_QUOTED PASSAGE:_
Bravo, j4 we'll ween from oil just after we ween from alcohol" THE DRINKING KIND"!!!!!flbgbt
Odd. I thought OPEC more or less controlled the price of crude. Thanks for the enlightened "facts".
As you already gathered the author is not interested in facts. He's making excuses and placing blame on the Bush Administration since many Americans are finally starting to question why the Democrats will not allow us to drill for American oil off of the Continental Shelf and ANWR.
Both the Dems and Bush have called for the Saudi's to pump an additional 1mm barrels per day to stabilize prices. The Saudi's have refused. This 1mm barrel per day increase could be easily met with additional drilling in ANWR.
ANWR drilling wont effect our economy for at least 15 years! Its a non issue. The oil powers that be know there is going to be a different direction starting soon, and they are manipulating and milking every Penney they can get before that change happens. They are scum. More threatening and harmful than any terrorist cell currently siting our country.
Right, because the people trying to SAVE our planet is whats wrong with this country. Are you serious? Environmental groups acknoledge that what we do to the planet affects everyone and we should be careful. If we keep up this rape of the environment, our great-granchildren will be the ones paying the price.
Please get a clue. Drilling in ANWR would not produce any oil for at least a decade. We need to find an alternative to gas. Now. Period.
Actually, cómmodity sepculators have a tremendous impact, and this the republicans are responsible for.
Trillions of dollars are flooding into commodity markets. This is made possible by allowing speculators to borrow heavily to finance their purchases. Loosening of margin requirements are a direct consequence of republican (small r intentional) deregulation.
Also, the dollar going into the shitter has been a major contributor to the rise in oil prices. And responsibility for this lies squarely on the shoulders of bush. Run massive deficits while giving massive tax breaks to the rich, and allow the fed to pump out dollars like there was no tommorow to fuel a real estate bubble. The US economy has been one big ponzi scheme, rigged to avoid an inevitable recession that would have caused the electorate to turn against bush and the republicans.
We have outsourced our industrial base, and the only people making money are the ones taking fees and commissions from churning as many financial transactions as possible, such as mortgages and commodity purchases.

_GIVEN INFORMATION:_

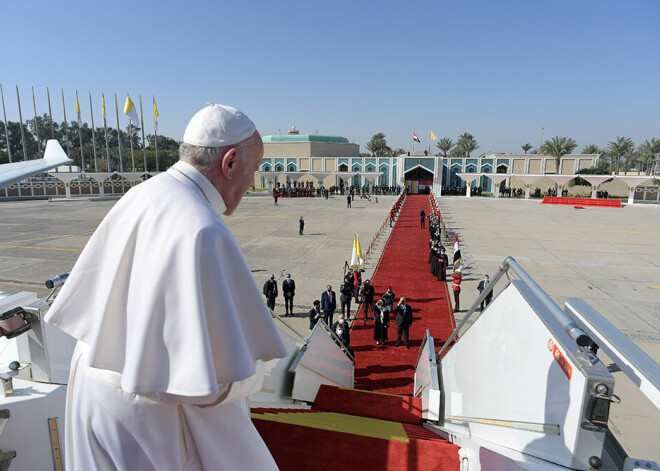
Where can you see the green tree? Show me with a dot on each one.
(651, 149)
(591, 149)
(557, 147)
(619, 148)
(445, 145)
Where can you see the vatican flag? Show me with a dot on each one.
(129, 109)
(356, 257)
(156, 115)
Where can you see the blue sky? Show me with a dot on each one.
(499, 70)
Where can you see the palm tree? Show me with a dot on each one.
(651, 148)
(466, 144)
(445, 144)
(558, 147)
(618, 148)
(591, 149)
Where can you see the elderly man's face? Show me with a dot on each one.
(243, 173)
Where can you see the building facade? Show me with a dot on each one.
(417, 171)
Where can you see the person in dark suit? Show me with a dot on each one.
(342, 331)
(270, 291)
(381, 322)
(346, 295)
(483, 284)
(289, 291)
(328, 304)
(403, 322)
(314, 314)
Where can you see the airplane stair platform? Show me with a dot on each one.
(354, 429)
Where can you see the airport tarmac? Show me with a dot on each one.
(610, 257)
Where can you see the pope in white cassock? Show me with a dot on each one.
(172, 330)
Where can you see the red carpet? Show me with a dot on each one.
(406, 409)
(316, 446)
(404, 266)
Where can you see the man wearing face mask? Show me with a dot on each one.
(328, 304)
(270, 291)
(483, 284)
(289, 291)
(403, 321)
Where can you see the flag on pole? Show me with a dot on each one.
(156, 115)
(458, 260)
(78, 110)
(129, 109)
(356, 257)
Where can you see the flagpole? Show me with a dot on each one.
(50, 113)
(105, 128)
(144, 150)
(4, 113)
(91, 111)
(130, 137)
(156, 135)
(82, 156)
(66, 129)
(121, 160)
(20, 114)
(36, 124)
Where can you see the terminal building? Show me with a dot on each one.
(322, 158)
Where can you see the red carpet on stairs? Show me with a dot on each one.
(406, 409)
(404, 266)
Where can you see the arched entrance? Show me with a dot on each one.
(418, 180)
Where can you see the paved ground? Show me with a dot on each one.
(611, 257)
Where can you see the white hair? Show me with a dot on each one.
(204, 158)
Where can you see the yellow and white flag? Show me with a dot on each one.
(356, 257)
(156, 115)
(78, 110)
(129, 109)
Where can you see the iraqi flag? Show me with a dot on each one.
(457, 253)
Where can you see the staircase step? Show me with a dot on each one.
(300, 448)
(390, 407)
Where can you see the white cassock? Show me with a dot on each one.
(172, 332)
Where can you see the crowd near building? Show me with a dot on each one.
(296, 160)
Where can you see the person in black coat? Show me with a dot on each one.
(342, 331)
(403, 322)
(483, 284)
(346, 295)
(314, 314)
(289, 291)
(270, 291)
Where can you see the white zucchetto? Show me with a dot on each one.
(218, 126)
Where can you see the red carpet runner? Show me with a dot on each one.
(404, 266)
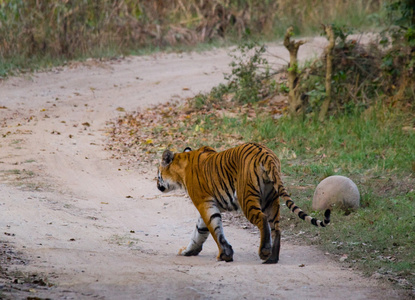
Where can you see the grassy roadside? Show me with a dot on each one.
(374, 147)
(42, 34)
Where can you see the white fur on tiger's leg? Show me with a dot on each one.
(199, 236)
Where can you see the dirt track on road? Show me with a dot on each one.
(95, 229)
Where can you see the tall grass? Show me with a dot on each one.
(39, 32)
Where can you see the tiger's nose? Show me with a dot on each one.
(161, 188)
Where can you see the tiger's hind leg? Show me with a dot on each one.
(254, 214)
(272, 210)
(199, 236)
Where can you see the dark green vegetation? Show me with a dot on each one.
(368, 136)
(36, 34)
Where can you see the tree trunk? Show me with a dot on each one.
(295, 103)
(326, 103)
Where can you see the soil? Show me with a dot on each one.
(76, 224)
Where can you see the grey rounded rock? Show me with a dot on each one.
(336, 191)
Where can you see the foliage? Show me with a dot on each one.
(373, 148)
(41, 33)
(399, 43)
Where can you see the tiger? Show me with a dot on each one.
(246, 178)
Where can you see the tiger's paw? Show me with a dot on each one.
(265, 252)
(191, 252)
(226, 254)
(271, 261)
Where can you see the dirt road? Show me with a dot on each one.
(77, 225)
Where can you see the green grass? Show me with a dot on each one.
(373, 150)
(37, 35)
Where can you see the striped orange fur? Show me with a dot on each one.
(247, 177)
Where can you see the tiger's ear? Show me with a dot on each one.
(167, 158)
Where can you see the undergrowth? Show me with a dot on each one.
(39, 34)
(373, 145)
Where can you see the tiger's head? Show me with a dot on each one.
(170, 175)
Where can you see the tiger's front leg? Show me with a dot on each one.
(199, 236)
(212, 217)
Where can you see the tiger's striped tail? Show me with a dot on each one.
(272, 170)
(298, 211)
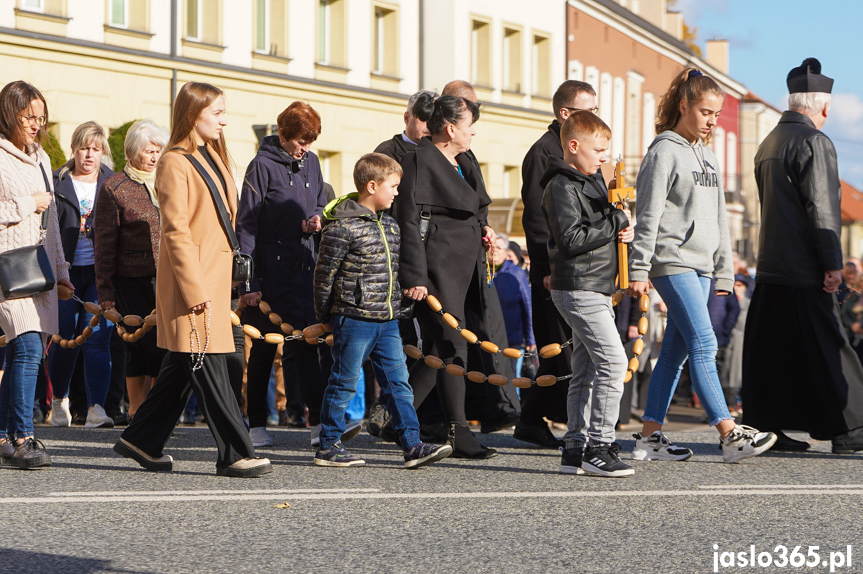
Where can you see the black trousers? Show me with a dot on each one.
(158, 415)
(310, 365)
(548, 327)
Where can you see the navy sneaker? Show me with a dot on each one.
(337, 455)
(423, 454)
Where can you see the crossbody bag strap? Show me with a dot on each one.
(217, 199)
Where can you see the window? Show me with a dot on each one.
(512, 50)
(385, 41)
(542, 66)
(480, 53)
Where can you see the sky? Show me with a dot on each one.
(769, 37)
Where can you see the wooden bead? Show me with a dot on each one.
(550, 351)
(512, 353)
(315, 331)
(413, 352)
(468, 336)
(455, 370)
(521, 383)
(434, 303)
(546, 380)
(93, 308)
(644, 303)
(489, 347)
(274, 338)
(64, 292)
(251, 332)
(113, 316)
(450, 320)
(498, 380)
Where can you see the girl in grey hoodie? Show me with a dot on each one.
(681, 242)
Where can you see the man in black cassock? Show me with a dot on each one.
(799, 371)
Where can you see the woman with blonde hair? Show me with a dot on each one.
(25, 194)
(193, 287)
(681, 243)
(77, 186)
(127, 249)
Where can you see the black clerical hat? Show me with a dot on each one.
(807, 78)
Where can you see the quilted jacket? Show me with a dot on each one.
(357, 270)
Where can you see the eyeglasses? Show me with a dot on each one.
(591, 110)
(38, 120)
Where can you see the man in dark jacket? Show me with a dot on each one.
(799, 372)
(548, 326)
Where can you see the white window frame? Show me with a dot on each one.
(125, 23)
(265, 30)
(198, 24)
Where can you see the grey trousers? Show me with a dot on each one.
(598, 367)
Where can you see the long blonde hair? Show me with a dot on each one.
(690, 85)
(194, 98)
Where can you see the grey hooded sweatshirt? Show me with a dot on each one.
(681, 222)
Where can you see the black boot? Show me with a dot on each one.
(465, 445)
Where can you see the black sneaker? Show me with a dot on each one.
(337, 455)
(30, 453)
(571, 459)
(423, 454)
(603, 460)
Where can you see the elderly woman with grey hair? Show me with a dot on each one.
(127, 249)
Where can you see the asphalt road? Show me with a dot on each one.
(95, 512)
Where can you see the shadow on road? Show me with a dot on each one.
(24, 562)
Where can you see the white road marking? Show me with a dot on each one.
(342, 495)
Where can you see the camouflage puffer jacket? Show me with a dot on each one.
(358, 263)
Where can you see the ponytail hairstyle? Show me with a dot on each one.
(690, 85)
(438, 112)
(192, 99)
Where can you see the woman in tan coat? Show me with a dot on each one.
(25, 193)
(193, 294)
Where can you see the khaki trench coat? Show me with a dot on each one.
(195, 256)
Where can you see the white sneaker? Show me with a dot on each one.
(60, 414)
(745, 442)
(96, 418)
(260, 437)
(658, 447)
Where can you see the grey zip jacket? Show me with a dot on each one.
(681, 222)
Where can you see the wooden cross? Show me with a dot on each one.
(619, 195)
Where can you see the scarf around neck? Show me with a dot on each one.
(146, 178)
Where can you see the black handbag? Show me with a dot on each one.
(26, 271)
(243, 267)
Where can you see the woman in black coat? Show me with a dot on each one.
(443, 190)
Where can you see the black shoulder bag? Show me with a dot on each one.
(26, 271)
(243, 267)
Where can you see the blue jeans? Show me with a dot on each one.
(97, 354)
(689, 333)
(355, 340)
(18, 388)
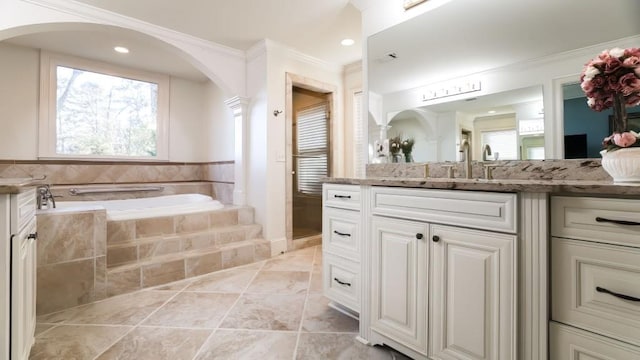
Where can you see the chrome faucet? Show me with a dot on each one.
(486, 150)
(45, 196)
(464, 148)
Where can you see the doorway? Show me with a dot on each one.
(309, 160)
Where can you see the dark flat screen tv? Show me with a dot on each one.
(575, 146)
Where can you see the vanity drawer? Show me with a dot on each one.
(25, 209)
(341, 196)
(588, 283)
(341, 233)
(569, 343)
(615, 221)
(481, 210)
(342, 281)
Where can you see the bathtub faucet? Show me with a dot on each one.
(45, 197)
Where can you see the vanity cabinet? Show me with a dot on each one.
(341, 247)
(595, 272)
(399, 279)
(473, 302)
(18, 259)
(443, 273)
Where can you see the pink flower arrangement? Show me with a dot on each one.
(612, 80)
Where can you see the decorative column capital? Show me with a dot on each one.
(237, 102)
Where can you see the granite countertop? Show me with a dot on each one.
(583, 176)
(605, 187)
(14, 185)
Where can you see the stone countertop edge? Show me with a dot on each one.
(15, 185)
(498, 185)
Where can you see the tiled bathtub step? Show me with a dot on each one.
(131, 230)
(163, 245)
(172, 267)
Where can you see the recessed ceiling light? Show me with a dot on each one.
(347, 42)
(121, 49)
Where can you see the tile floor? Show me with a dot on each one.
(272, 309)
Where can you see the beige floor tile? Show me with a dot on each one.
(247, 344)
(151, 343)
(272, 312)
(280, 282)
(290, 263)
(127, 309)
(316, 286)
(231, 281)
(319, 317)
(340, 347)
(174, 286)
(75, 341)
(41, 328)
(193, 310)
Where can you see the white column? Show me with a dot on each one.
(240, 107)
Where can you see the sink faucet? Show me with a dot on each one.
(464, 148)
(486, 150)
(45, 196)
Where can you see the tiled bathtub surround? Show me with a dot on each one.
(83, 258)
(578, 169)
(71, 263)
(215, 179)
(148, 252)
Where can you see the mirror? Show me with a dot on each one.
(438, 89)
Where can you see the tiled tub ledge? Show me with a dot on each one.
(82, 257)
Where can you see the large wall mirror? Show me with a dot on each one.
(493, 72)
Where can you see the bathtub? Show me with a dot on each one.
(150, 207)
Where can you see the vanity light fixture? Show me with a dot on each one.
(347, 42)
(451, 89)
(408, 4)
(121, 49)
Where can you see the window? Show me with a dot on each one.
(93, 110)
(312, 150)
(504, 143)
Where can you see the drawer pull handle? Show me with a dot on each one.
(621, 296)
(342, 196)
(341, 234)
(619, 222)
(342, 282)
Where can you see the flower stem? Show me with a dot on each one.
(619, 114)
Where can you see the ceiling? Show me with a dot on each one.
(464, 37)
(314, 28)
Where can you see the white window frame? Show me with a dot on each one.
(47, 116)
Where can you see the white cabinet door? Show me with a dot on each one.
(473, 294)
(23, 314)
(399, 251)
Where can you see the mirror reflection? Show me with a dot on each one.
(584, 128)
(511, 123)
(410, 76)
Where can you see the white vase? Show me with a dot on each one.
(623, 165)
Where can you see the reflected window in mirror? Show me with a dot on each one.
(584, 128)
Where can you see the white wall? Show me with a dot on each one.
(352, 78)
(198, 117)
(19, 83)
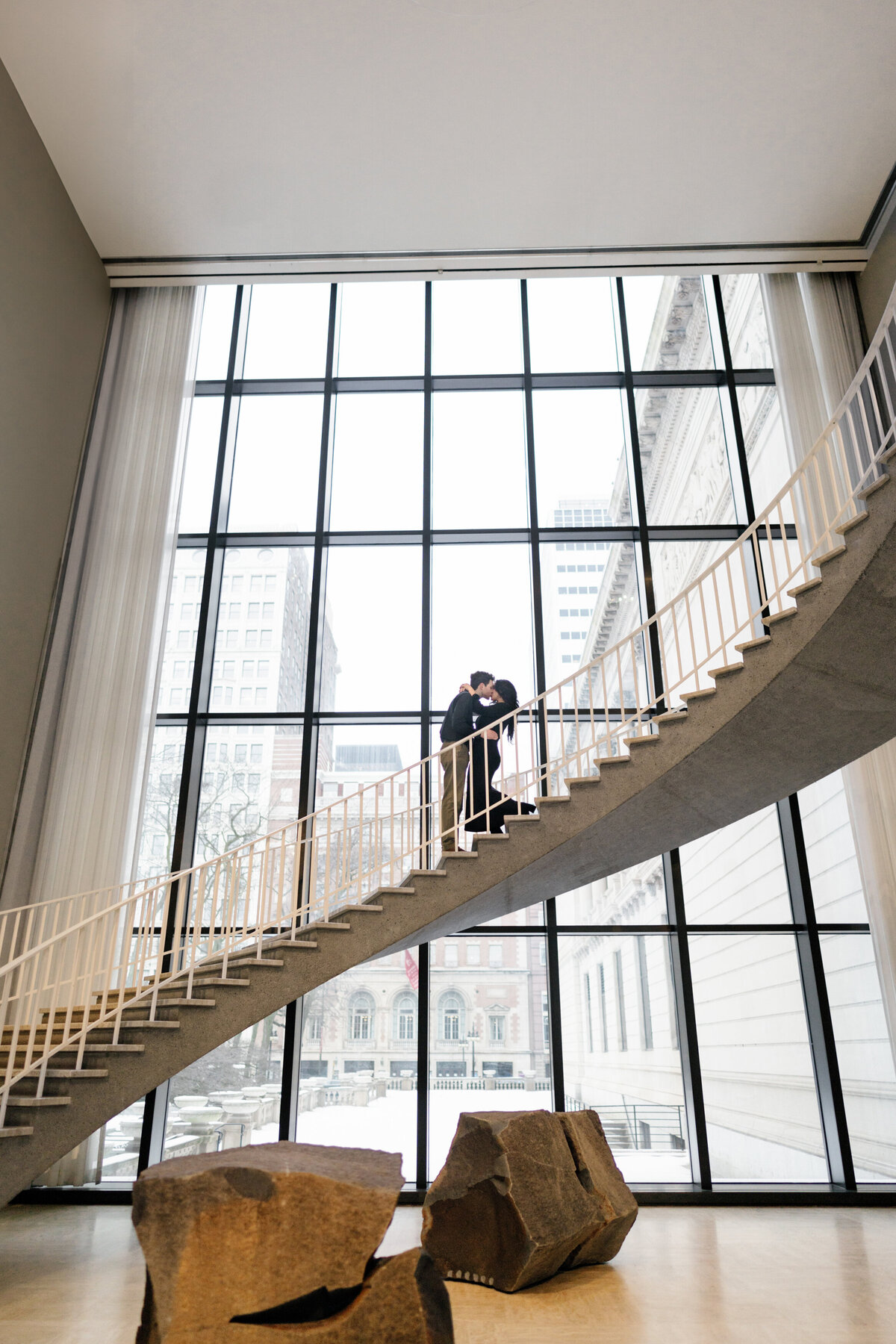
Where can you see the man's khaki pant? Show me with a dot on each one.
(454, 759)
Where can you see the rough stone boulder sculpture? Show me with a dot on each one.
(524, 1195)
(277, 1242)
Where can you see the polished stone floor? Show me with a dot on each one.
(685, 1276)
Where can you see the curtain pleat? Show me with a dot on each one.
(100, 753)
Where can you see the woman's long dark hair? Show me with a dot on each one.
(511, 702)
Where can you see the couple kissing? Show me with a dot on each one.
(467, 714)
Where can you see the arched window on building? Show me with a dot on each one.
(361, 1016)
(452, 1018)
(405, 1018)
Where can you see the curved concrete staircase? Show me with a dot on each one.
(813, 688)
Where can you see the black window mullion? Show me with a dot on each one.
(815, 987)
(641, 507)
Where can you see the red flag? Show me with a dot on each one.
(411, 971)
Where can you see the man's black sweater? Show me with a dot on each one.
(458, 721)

_CHALLENGES:_
(1) Render this sentence from the comments on oil prices in Spanish: "Trillions of dollars are flooding into commodity markets."
(2) Find each line of the records that contains the word "tiled" and copy all of those lines.

_EXPECTED RESPONSES:_
(1) Billones de dólares están inundando los mercados de materias primas.

(2)
Where can you see the tiled bathtub step? Show me with a dot on each one.
Where can you see the tiled bathtub surround? Show me with a dot on each one.
Where can you see the tiled tub ledge? Show me with a dot on each one.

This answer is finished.